## SUPPLIED INFORMATION
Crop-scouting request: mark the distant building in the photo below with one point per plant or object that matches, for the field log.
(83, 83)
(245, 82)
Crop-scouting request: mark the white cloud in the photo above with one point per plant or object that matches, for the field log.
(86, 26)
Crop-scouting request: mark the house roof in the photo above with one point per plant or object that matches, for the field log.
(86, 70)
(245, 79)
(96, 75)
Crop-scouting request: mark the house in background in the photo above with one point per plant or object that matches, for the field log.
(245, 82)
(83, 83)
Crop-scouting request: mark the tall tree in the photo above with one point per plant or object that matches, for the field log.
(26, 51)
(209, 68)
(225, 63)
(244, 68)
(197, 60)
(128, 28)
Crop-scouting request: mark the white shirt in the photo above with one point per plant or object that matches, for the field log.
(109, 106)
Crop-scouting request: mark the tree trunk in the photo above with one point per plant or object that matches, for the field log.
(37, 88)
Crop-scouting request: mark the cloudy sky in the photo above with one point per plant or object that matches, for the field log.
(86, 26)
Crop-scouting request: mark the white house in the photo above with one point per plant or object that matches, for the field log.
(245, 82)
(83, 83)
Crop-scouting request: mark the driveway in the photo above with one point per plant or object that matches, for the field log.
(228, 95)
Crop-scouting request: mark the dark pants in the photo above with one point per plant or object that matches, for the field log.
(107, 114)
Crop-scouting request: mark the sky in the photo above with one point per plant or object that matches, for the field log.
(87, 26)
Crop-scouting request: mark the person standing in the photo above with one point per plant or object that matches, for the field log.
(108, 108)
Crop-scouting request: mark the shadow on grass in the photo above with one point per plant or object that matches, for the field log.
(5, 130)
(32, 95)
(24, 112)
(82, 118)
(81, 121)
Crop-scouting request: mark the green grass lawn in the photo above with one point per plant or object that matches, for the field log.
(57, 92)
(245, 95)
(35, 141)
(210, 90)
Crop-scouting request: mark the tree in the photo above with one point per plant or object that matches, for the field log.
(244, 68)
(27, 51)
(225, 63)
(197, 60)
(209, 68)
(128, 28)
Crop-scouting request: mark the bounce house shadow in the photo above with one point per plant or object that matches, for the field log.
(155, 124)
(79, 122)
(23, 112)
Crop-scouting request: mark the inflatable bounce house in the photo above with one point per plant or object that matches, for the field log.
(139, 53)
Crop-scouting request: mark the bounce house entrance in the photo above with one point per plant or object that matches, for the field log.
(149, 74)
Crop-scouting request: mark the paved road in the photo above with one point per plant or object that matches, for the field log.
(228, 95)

## WHAT YOU SHOULD DO
Please retype all of the data above line for line, changing nothing.

## FINAL RESULT
Crop-scouting request: mark the distant building in the photo below with one point per plant or object that matches, for the field log.
(83, 83)
(245, 82)
Crop-scouting request: mark the white cloud in the photo above with one point per plant or object that matches, for the field log.
(86, 26)
Crop-scouting request: mark the house roof in the photo above with one point per plant or object that matches, for the field log.
(86, 70)
(245, 79)
(96, 75)
Crop-scouting request: mark the house in background in the photo above with one point per plant or object that matches, for the field log.
(245, 82)
(83, 83)
Crop-scouting request: mark the tall tree in the photo above with one point per plant or object that matches, for the field log.
(26, 51)
(209, 68)
(225, 63)
(244, 68)
(197, 60)
(128, 28)
Crop-scouting request: mark the white shirt in the photo above with one point per plant or object that matches, for the field log.
(109, 106)
Crop-scouting request: mark the tree trunk in the photo above with one point per plant or object that matches, for the field log.
(37, 88)
Crop-scouting request: mark the cloudy sky in the photo above with one point per plant or object that matches, for the field log.
(86, 26)
Crop-scouting request: mark the white house in the photo above with one point per plant or object that matches, for the field log.
(245, 82)
(83, 83)
Crop-scouting request: mark the driveway in the photo above with one point per plant or object that matches, for the field log.
(228, 95)
Crop-scouting request: mark the dark pants in the photo above with one point per plant or object that matches, for the field log.
(107, 114)
Crop-scouting request: mark the sky in the photo above with one point per plant or object that matches, for the field log.
(87, 26)
Crop-scouting request: mark the person standing in the photo above with one point per plant or object that matches, for the field log.
(108, 108)
Crop-scouting request: mark the shadow on grass in the photo above with one point per plant or object that matches, for the field log.
(5, 130)
(32, 95)
(24, 112)
(82, 118)
(81, 121)
Crop-scouting request: mark the green grass lawn in the photo above with one point per plant or object that matches, for the field log.
(57, 92)
(245, 95)
(35, 141)
(210, 90)
Crop-scouting request: mark the tree in the photo above with one point per plant or object that matches, for the field log.
(244, 68)
(27, 51)
(225, 63)
(197, 60)
(209, 68)
(128, 28)
Crop-scouting request: mark the bounce house shadow in the photo above with one point per plant or object that matches, for the field log.
(155, 124)
(79, 122)
(23, 112)
Crop-scouting request: mark the inflatable bounce house in the photo above with one point per plant or object that matches, for the field log.
(139, 53)
Crop-scouting request: mark the bounce house entrance in the photo above with one point per plant or object that matches, for the field log.
(149, 74)
Crop-scouting request: mark the paved road in the photo above with one point per plant or object that matches, for the field log.
(228, 95)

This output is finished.